* What the task requires: Identify each line in the entries below that contains the word "goalkeeper" and copy every such line in full.

==== Record list

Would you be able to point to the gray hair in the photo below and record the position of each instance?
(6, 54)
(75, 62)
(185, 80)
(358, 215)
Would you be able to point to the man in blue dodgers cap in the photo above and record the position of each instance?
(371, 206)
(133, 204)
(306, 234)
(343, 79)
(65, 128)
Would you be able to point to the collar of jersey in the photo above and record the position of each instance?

========
==== Record list

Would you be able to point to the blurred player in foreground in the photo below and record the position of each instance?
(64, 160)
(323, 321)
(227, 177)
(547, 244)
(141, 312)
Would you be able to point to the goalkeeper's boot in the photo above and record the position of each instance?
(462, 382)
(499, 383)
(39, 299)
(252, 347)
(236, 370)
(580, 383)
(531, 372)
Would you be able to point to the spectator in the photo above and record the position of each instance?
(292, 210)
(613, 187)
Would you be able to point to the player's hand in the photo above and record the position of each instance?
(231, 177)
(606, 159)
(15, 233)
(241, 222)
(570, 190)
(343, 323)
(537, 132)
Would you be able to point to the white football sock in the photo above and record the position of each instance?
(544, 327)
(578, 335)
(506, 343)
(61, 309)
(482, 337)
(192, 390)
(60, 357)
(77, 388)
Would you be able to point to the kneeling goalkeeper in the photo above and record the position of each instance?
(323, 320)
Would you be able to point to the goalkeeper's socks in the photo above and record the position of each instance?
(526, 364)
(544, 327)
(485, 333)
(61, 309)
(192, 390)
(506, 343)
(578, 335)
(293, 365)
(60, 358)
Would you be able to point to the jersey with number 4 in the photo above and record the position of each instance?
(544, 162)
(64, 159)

========

* Output of the exercise:
Would you be able to point to the goalkeeper's boot in the photo above and record the position of each instance?
Would you be able to point to the kneeling goalkeeper in the photo above and record the position of each instance?
Would you be able to point to the goalkeeper's socks in the photo above and record the position of each instance?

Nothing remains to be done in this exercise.